** START **

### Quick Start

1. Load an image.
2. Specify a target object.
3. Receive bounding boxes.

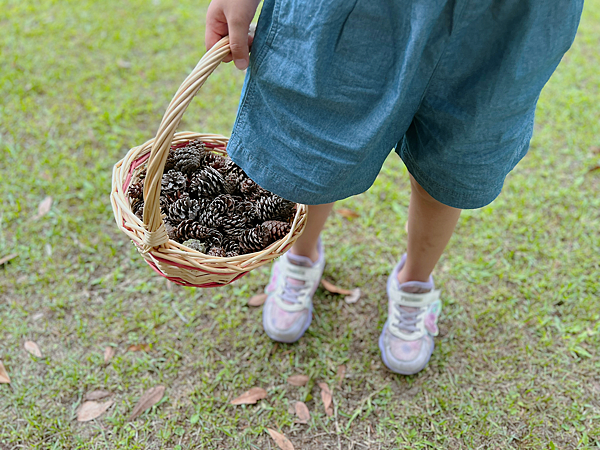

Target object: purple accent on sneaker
[379,254,439,375]
[263,239,325,343]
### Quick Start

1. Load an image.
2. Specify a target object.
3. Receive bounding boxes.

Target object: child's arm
[205,0,260,70]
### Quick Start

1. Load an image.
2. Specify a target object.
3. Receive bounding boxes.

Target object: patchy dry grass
[0,0,600,449]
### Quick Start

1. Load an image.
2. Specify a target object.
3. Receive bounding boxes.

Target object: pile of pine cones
[127,140,296,257]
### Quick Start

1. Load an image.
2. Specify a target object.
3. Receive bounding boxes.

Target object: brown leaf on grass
[77,400,114,422]
[248,293,267,306]
[338,364,346,387]
[0,361,10,383]
[344,288,362,305]
[85,389,112,400]
[321,279,361,303]
[294,402,310,423]
[319,382,333,416]
[23,341,42,358]
[267,428,294,450]
[117,59,131,69]
[288,375,309,386]
[229,388,267,405]
[335,208,360,219]
[104,347,115,363]
[127,344,150,352]
[129,386,165,420]
[33,197,52,220]
[588,165,600,172]
[0,253,19,266]
[321,278,352,295]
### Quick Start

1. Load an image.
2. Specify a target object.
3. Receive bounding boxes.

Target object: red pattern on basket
[145,257,248,288]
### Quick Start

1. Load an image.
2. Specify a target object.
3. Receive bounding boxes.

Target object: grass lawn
[0,0,600,450]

** END **

• _EXERCISE_
Please arrange the stretch of data from its start through the line containing "[205,0,260,70]" as a Markdown table with the columns No. and Text, one row per line, with blank lines omitted. Leave the pictures out of your answer.

• _OUTPUT OF THE TASK_
| No. | Text |
|---|---|
| 1 | ### Quick Start |
| 2 | 1. Load an image. |
| 3 | 2. Specify a target object. |
| 4 | 3. Receive bounding boxes. |
| 5 | Target object: purple accent on sneaker |
| 6 | [379,254,439,375] |
| 7 | [263,239,325,343] |
| 8 | ### Quick Start |
| 9 | 1. Load an image. |
| 10 | 2. Specify a target object. |
| 11 | 3. Receive bounding boxes. |
| 12 | Target object: child's arm |
| 13 | [205,0,260,70] |